**What to work on:** Reproduce the stretch of the listing from the line containing "locate the window." through the line containing "[418,190,460,304]", requests included. Scale every bounding-box coordinate by 1.05 and round each to a whole number, with halves rounded up.

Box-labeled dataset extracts
** BEGIN **

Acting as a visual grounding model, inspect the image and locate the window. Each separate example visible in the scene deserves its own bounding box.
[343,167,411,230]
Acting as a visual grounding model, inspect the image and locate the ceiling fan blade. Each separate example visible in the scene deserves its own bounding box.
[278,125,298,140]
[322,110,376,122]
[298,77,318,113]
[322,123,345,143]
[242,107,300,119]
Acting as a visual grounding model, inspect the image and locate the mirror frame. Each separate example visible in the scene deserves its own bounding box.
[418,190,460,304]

** END **
** BEGIN **

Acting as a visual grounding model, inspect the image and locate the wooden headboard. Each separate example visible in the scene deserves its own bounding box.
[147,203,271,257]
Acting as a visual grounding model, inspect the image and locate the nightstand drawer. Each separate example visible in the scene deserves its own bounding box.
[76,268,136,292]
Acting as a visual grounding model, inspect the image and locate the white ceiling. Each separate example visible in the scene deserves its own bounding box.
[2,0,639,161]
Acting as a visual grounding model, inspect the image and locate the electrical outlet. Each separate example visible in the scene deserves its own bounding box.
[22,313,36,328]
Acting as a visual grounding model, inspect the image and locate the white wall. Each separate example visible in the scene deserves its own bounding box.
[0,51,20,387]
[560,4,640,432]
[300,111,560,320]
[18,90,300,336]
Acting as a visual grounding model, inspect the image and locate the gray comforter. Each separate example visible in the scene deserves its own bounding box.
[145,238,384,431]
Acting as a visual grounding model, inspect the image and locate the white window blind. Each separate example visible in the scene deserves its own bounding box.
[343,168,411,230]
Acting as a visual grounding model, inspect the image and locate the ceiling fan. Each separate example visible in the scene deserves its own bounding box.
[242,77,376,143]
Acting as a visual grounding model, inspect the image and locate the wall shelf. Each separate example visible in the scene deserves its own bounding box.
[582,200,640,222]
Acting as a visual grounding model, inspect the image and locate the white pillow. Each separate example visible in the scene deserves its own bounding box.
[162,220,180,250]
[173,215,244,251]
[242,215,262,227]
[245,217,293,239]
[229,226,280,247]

** END **

**Answer for the task:**
Acting as a visual grounding model, inspect the image and locate the window. Each separate example visible in the scene deserves its own bounding box.
[360,175,432,242]
Acting as a visual grounding model, inspect the image and locate the ceiling fan blade. Each separate example visible in the scene deserves its own bounding box.
[292,131,313,147]
[338,116,395,128]
[313,81,334,119]
[338,129,362,150]
[254,112,315,125]
Acting as a visual grounding model, inspect the image and locate the mirror frame. Each separate example visible in the scene deserves its own bounding box.
[439,200,483,319]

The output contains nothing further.